Objetivo da tarefa:
Responda com base no trecho de documento a seguir:
(a) Em que posição o Brasil aparece no Mapa da Violência de 2012 quanto ao número de crimes contra a mulher?
(b) Quantas varas ou juizados exclusivos surgiram no Brasil desde a criação da Lei Maria da Penha?
(c) Quantas varas o órgão recomenda criar em todo o Brasil?

Trecho do documento:
• • • • • • •

Os casos registrados no DF também são frequentes no Brasil. O país aparece como o sétimo com o maior número de crimes contra a mulher, segundo o Mapa da Violência publicado em 2012 pelo Centro Brasileiro de Estudos Latino-Americanos (Cebela). A média nacional é de 4,6 mortes para cada 100 mil cidadãs. Nos últimos 30 anos, foram assassinadas cerca de 92 mil pessoas do sexo feminino, tendo sido 43,7 mil apenas na última década. Estudo divulgado ontem pelo Conselho Nacional de Justiça (CNJ) confirma a exposição da mulher à violência e revela que 677 mil processos tramitaram no país entre 2006 e 2011.

Do total de ações, 50.462 mil correram na capital do país. O número coloca o DF como o quarto no ranking das 27 unidades da Federação com o maior número de processos, atrás apenas de Rio de Janeiro, do Rio Grande do Sul e de Minas Gerais (veja gráficos). Se levada em consideração a população feminina residente no quadrilátero, a região pula para a segunda posição, com 3.762 ações por cada grupo de 100 mil mulheres.

O alto número de processos no DF pode ser explicado, segundo o CNJ, pela boa estrutura judicial no atendimento às vítimas. Desde a criação da Lei Maria da Penha, em 2006, surgiram no Brasil 66 varas ou juizados exclusivos para o julgamento de ações de violência contra elas. Dez delas ficam no D, o maior número do país. Com três a menos estão São Paulo e Rio. A média por aqui é de uma vara para cada 134.128 cidadãs, a menor do país.

No estudo, o conselho constatou a “significativa desproporcionalidade” entre as unidades da Federação. “Apenas para exemplificar, enquanto o Distrito Federal (que tem população de 2.609.997 pessoas) possui 10 varas ou juizados, o Rio Grande do Sul e o Paraná, que têm contingente populacional quase cinco vezes maior (10.732.770 e 10.512.152, respectivamente), possuem apenas uma vara”, relata o estudo. O órgão recomenda a criação de 54 varas em todo o Brasil.

• • • • • • •

[Registros de uma coleção]
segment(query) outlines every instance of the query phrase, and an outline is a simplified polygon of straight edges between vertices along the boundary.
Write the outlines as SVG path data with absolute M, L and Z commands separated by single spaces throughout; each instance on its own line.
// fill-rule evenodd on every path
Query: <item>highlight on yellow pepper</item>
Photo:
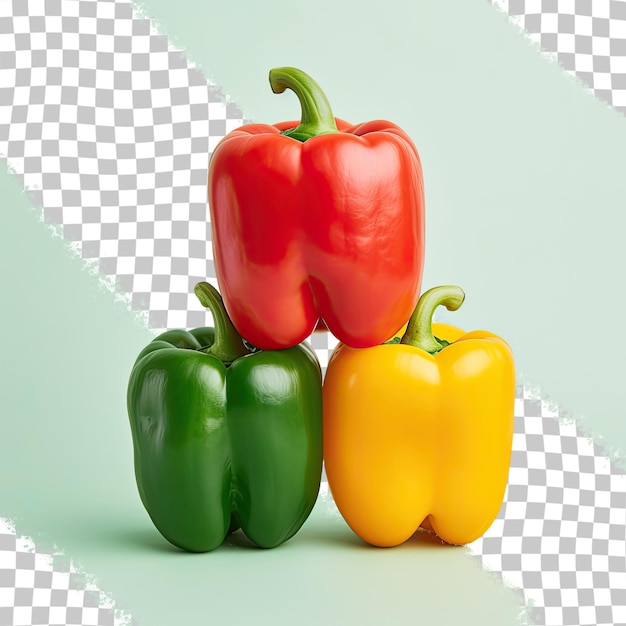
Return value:
M 460 287 L 425 292 L 399 343 L 339 344 L 323 388 L 324 462 L 342 516 L 391 547 L 421 526 L 447 543 L 481 537 L 498 515 L 511 461 L 515 366 L 486 331 L 432 322 Z M 397 338 L 396 338 L 397 340 Z

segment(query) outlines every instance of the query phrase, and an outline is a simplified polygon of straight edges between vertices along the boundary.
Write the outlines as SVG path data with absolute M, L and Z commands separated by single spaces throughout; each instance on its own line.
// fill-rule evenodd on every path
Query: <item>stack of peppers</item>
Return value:
M 432 323 L 438 306 L 461 306 L 459 287 L 419 297 L 423 177 L 406 133 L 335 118 L 295 68 L 270 84 L 295 92 L 301 121 L 243 126 L 209 166 L 222 295 L 206 282 L 195 293 L 214 328 L 167 331 L 132 369 L 141 500 L 183 550 L 213 550 L 237 529 L 270 548 L 306 521 L 324 460 L 366 542 L 395 546 L 420 527 L 471 542 L 506 487 L 511 350 Z M 323 381 L 303 343 L 316 329 L 340 341 Z

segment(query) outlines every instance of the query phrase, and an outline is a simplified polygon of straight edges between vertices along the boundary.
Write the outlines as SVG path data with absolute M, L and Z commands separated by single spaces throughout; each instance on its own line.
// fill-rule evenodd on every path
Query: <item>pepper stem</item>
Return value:
M 440 305 L 445 306 L 448 311 L 456 311 L 464 299 L 465 293 L 455 285 L 433 287 L 424 292 L 417 302 L 400 343 L 420 348 L 430 354 L 437 354 L 449 346 L 448 341 L 433 335 L 433 314 Z
M 284 130 L 281 135 L 306 141 L 318 135 L 339 132 L 328 98 L 308 74 L 295 67 L 278 67 L 270 70 L 270 85 L 274 93 L 291 89 L 298 96 L 302 107 L 300 124 Z
M 224 301 L 219 291 L 213 285 L 201 282 L 194 287 L 193 292 L 200 300 L 200 304 L 210 309 L 211 315 L 213 315 L 215 339 L 204 352 L 216 357 L 226 365 L 230 365 L 235 359 L 248 354 L 241 335 L 226 313 Z

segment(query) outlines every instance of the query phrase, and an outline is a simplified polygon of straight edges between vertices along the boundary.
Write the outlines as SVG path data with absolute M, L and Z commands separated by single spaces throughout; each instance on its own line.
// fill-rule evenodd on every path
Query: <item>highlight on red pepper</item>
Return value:
M 478 539 L 502 505 L 511 459 L 515 368 L 486 331 L 433 324 L 459 287 L 424 293 L 399 343 L 339 344 L 323 387 L 324 462 L 352 530 L 396 546 L 420 526 L 444 541 Z M 396 338 L 397 341 L 397 338 Z
M 209 283 L 215 328 L 170 330 L 137 357 L 128 415 L 137 487 L 159 532 L 190 552 L 241 528 L 271 548 L 309 516 L 322 474 L 322 380 L 302 344 L 246 346 Z
M 340 341 L 382 343 L 417 302 L 424 258 L 420 158 L 395 124 L 333 116 L 301 70 L 270 72 L 300 122 L 248 124 L 218 144 L 208 196 L 226 309 L 255 346 L 301 342 L 323 319 Z

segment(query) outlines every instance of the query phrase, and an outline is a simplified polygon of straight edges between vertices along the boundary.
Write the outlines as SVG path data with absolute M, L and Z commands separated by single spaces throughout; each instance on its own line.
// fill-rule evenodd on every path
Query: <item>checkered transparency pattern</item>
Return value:
M 625 2 L 496 4 L 624 111 Z M 244 122 L 129 2 L 0 0 L 0 155 L 155 331 L 209 323 L 192 294 L 216 284 L 208 160 Z M 325 367 L 335 340 L 311 342 Z M 505 503 L 472 554 L 520 589 L 537 624 L 626 624 L 623 472 L 526 390 L 515 415 Z M 0 626 L 117 624 L 71 564 L 22 541 L 0 528 Z
M 73 563 L 0 520 L 0 626 L 134 626 Z
M 626 114 L 626 0 L 490 0 L 598 98 Z
M 529 390 L 503 506 L 470 549 L 522 590 L 535 624 L 626 624 L 626 474 Z
M 209 155 L 244 123 L 128 2 L 0 2 L 0 154 L 43 218 L 160 330 L 214 280 Z

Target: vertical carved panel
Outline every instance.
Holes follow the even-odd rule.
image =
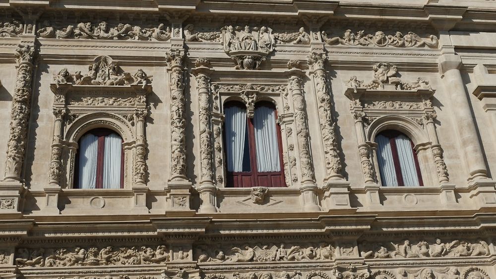
[[[34,49],[19,45],[15,55],[17,75],[11,112],[10,130],[7,146],[4,180],[20,180],[26,149],[29,118]]]
[[[324,55],[312,54],[309,56],[308,62],[311,70],[317,95],[318,117],[325,160],[325,180],[342,178],[342,166],[337,150],[335,129],[336,123],[332,119],[331,96],[327,89],[324,64]]]
[[[186,119],[184,89],[184,50],[167,55],[171,67],[171,177],[170,180],[186,180]]]

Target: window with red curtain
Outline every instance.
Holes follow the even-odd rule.
[[[277,112],[268,102],[255,104],[253,118],[246,107],[224,106],[224,139],[228,187],[284,187],[281,130]]]
[[[124,188],[124,153],[121,136],[109,129],[94,129],[83,135],[78,143],[74,188]]]
[[[375,137],[382,186],[423,186],[413,142],[397,131],[384,131]]]

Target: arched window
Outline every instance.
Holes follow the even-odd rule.
[[[123,188],[122,144],[121,136],[109,129],[94,129],[81,137],[76,157],[74,188]]]
[[[228,186],[285,186],[281,130],[274,105],[257,103],[251,119],[244,105],[232,102],[225,106],[224,113]]]
[[[375,137],[377,157],[382,186],[423,186],[413,143],[394,130]]]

• • • • • • •

Resposta completa:
(a) Em sétimo lugar.
(b) 66 varas ou juizados exclusivos.
(c) 54 varas.